:: TAREFAS ::
**A.** No trecho sobre autobiografias trans, qual indicação de autoria aparece na capa e na folha de rosto de A queda para o alto?
**B.** Por favor, retome o trecho sobre autobiografias trans a partir da última frase e continue o texto.

:: TRECHO DO TEXTO ::
************
O que dizem as autobiografias trans, em especial as primeiras, pioneiras, escritas ainda nos anos 1980? Talvez devêssemos começar a responder à pergunta analisando a forma como à época foram lidas, com atenção sobretudo para o que os próprios livros que as trazem dizem sobre o que elas dizem. Partindo dessa perspectiva, assumem significado especial a capa e folha de rosto da primeiríssima dessas obras, A queda para o alto (Vozes, 1982), por trazerem como indicação de autoria apenas “Herzer” e não o nome completo do autor, que só se dará a conhecer na frase que abre a contracapa:
“Aos 20 anos de idade (NOME DE REGISTRO) Herzer, ou Anderson Herzer, como ela passou a se autodenominar depois de assumir uma identidade masculina, encontrou na morte o fim de seus dramas”.
************
Entradas de anotação de coordenadas
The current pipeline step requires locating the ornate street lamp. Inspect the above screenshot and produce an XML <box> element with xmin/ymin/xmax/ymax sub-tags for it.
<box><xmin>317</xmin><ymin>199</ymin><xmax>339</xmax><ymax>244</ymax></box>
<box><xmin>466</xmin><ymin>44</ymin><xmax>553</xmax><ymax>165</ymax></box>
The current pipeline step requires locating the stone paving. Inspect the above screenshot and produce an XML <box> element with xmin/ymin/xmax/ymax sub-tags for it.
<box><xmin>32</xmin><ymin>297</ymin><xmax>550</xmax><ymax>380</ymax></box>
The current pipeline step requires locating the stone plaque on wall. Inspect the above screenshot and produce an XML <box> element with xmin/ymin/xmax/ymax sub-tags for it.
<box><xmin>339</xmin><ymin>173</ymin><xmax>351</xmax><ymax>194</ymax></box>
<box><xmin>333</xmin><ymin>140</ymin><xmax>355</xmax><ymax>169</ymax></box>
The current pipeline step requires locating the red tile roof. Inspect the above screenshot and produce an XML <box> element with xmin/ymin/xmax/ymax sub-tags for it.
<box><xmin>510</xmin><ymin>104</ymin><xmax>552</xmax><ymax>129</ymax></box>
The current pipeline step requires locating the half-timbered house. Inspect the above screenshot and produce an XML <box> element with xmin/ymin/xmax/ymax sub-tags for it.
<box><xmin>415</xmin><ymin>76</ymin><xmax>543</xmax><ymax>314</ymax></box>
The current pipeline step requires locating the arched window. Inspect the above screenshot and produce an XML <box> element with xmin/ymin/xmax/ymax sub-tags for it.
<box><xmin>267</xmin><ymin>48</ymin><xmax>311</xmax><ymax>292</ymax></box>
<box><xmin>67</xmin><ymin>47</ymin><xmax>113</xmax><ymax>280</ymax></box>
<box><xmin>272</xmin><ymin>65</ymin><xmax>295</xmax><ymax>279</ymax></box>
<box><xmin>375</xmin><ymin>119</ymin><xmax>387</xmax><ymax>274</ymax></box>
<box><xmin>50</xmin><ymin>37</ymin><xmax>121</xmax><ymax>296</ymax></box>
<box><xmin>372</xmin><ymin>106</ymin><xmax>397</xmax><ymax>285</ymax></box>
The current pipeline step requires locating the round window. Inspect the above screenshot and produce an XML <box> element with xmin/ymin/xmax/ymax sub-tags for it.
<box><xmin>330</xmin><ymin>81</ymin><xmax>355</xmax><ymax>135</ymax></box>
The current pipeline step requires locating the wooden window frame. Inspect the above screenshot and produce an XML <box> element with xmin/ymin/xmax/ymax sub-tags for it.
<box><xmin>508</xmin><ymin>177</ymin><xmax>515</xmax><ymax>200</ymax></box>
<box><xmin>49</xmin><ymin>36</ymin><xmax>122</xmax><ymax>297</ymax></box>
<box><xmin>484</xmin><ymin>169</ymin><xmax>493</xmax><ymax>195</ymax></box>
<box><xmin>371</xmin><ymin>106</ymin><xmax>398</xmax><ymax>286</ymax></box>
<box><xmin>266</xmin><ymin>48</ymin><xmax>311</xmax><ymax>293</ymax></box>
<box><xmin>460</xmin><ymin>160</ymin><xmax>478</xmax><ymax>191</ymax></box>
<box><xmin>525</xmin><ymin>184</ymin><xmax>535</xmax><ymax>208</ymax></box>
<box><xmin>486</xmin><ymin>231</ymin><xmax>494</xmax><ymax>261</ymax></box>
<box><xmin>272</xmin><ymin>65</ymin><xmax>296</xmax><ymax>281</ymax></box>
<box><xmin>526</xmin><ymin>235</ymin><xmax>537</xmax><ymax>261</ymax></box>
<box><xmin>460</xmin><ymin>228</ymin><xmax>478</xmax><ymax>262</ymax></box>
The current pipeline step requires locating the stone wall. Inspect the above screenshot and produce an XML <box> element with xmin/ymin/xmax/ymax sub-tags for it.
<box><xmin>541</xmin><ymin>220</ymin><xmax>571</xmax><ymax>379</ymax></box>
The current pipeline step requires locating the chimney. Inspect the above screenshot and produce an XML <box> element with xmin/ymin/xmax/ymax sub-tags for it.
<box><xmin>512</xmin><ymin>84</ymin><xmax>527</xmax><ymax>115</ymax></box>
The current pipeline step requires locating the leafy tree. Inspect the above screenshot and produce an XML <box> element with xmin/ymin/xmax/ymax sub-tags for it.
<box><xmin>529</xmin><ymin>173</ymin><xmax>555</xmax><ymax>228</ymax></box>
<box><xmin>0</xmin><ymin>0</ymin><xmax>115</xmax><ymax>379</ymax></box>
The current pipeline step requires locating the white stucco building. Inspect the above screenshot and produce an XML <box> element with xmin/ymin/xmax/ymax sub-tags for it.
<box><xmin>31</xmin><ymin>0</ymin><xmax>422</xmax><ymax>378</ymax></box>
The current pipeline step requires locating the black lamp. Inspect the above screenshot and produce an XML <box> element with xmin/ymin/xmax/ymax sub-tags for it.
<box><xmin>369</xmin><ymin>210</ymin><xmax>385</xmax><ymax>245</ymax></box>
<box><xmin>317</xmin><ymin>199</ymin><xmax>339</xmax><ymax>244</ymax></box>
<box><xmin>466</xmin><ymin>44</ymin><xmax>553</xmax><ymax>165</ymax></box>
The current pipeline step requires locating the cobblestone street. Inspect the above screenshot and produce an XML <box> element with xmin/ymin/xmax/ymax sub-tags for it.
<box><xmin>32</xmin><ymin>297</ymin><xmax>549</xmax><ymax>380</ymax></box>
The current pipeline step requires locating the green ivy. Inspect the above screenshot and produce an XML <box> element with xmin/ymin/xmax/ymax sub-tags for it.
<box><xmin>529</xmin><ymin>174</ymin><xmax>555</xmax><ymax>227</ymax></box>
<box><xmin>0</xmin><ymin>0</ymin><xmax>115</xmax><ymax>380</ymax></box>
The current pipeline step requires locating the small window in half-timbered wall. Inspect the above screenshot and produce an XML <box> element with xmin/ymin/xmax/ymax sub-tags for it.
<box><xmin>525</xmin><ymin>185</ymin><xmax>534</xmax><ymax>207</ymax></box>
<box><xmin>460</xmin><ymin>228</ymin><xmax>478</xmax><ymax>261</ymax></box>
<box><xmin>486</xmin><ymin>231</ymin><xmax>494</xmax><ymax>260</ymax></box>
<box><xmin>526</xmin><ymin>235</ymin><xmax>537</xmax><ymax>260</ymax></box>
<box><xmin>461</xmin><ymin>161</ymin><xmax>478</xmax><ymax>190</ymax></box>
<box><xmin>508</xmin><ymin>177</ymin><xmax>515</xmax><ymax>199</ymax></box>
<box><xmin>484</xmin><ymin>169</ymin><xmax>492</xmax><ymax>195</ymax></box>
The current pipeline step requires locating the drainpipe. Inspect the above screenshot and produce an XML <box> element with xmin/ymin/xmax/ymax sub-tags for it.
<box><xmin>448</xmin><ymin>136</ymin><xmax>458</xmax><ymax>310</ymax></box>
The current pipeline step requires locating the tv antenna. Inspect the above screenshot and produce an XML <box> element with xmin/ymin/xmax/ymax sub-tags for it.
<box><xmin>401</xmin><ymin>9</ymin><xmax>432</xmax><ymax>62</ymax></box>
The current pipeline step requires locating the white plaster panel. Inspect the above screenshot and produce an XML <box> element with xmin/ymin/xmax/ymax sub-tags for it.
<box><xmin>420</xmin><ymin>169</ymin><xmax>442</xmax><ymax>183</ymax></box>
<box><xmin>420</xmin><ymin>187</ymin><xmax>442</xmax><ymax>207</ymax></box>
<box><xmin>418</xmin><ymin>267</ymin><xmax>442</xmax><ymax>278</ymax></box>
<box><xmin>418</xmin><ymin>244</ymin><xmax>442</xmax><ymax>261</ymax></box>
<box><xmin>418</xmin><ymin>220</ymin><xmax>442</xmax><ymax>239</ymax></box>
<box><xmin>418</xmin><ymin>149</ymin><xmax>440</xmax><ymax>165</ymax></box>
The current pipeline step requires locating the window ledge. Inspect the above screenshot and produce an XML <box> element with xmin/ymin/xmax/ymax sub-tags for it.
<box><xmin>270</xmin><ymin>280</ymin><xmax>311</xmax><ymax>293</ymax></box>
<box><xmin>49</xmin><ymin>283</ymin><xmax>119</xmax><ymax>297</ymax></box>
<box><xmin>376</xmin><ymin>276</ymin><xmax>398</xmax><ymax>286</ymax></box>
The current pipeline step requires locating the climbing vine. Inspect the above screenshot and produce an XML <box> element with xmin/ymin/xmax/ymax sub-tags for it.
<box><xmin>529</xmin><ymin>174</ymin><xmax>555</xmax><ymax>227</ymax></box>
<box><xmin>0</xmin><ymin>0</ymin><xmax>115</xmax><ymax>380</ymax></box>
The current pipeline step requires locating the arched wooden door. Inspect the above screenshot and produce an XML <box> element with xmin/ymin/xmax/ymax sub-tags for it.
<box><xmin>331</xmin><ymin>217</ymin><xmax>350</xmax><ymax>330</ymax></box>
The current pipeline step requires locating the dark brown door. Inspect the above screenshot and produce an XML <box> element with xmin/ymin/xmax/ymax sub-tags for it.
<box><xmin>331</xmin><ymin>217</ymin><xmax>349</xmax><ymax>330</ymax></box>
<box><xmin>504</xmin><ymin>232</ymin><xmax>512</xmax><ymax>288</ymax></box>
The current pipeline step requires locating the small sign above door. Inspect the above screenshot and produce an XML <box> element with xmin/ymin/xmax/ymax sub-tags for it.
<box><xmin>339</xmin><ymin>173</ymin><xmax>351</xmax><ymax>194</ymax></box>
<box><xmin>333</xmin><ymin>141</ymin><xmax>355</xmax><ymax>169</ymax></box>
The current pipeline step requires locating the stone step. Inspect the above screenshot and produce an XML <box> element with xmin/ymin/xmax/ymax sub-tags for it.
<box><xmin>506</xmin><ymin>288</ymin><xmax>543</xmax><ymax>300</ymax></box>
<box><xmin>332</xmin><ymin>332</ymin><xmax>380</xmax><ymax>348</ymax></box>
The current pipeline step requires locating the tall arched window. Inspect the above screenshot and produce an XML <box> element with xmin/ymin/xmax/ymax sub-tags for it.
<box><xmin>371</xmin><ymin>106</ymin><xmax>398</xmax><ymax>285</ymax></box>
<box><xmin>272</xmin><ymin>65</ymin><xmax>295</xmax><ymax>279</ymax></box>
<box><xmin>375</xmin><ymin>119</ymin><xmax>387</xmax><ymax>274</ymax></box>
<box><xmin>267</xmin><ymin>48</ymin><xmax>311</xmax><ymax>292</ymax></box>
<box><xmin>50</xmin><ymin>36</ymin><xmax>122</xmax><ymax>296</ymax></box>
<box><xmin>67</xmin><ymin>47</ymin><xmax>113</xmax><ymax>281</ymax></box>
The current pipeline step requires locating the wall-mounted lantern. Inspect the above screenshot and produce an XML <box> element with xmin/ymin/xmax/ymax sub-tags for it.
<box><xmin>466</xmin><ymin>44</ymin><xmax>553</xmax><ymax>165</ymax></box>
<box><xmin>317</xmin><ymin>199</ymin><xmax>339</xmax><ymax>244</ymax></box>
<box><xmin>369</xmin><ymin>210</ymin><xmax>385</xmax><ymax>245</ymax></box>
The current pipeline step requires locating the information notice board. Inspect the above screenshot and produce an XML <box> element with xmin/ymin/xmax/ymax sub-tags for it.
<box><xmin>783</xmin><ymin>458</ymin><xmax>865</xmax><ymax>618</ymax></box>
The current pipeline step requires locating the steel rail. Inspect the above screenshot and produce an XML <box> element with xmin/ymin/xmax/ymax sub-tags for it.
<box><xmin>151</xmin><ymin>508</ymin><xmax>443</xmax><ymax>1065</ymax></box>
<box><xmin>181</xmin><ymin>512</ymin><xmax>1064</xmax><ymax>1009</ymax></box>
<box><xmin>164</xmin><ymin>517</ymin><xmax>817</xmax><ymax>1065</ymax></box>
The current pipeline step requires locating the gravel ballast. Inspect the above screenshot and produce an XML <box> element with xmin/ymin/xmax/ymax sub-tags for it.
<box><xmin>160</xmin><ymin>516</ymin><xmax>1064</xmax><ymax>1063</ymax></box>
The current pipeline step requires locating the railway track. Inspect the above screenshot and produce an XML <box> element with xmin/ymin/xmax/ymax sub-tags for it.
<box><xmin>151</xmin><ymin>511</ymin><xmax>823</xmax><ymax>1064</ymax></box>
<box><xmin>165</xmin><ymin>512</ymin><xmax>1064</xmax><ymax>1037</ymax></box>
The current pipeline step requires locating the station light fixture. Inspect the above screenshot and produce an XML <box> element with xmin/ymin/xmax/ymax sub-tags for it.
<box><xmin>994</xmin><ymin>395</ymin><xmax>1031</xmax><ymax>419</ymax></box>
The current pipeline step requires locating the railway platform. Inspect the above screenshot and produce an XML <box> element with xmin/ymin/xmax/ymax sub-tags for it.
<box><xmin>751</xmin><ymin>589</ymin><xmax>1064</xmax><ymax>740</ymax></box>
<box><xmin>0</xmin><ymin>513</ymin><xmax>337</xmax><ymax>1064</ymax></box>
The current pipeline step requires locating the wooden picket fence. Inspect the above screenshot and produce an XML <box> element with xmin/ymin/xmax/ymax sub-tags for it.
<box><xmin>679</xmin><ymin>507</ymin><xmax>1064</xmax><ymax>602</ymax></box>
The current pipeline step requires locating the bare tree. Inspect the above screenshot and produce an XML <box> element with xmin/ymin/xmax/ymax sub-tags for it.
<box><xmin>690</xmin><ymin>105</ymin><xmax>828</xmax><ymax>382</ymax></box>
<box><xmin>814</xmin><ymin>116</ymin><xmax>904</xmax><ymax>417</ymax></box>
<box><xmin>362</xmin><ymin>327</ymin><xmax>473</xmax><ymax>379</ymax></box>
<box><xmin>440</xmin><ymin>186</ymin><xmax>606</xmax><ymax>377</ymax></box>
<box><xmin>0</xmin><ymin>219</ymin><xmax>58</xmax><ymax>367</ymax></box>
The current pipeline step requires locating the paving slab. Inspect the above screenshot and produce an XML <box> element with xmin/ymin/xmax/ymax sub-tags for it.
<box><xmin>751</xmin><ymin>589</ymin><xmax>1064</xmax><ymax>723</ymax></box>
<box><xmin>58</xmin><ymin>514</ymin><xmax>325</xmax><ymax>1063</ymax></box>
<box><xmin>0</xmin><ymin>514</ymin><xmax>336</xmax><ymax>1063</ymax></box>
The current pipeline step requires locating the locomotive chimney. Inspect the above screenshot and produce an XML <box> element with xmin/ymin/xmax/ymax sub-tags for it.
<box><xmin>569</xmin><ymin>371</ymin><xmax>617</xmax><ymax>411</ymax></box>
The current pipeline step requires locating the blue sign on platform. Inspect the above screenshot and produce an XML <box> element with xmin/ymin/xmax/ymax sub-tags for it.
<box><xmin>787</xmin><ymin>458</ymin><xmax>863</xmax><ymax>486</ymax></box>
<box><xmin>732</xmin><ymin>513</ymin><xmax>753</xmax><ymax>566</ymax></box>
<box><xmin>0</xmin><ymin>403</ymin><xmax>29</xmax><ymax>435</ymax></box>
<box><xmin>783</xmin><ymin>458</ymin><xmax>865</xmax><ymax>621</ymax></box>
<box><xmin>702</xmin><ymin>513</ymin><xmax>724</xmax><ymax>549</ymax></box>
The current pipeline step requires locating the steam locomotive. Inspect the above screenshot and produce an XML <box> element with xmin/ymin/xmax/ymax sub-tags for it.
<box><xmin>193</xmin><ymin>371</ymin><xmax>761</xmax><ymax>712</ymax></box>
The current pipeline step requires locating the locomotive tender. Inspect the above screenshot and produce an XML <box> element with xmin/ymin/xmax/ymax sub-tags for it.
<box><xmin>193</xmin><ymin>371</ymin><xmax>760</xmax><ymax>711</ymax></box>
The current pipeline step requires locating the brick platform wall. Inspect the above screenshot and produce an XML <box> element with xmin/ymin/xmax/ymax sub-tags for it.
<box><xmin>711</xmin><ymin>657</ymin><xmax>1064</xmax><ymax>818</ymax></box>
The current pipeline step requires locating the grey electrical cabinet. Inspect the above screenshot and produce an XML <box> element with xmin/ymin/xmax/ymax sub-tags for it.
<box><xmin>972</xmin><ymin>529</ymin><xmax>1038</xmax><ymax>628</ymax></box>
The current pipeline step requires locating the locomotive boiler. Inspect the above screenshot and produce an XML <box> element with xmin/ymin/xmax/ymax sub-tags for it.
************
:: RESPOSTAS POR TAREFA ::
**A.** Apenas “Herzer”, sem o nome completo do autor.

**B.**
A rasura do que vai entre colchetes na citação deve-se ao fato de que a informação, além de ser desnecessária, também nos violentar, o que não impede que esse dado siga exercendo fascínio em quem não é nós. Para nós, esse dado é um fantasma, palavra sempre lembrada quando nos querem ferir, acuar: qual o seu nome de verdade, o nome que diz quem você é? Anderson, no caso, mas permitir que ele se chame assim pode pôr todo um sistema de nomeação em xeque. O poder de renomear-se é o poder de romper com a norma, em especial quando esse re-nome desdiz o gênero que, com base em seu genital de origem (“de origem”, pois lembremo-nos sempre das cada vez mais comuns cirurgias de redesignação sexual), lhe impuseram. Poder demais para uma pessoa só, e é no intuito de inviabilizá-lo que vemos, já nessa primeira frase, escancarar-se o nome de registro do autor.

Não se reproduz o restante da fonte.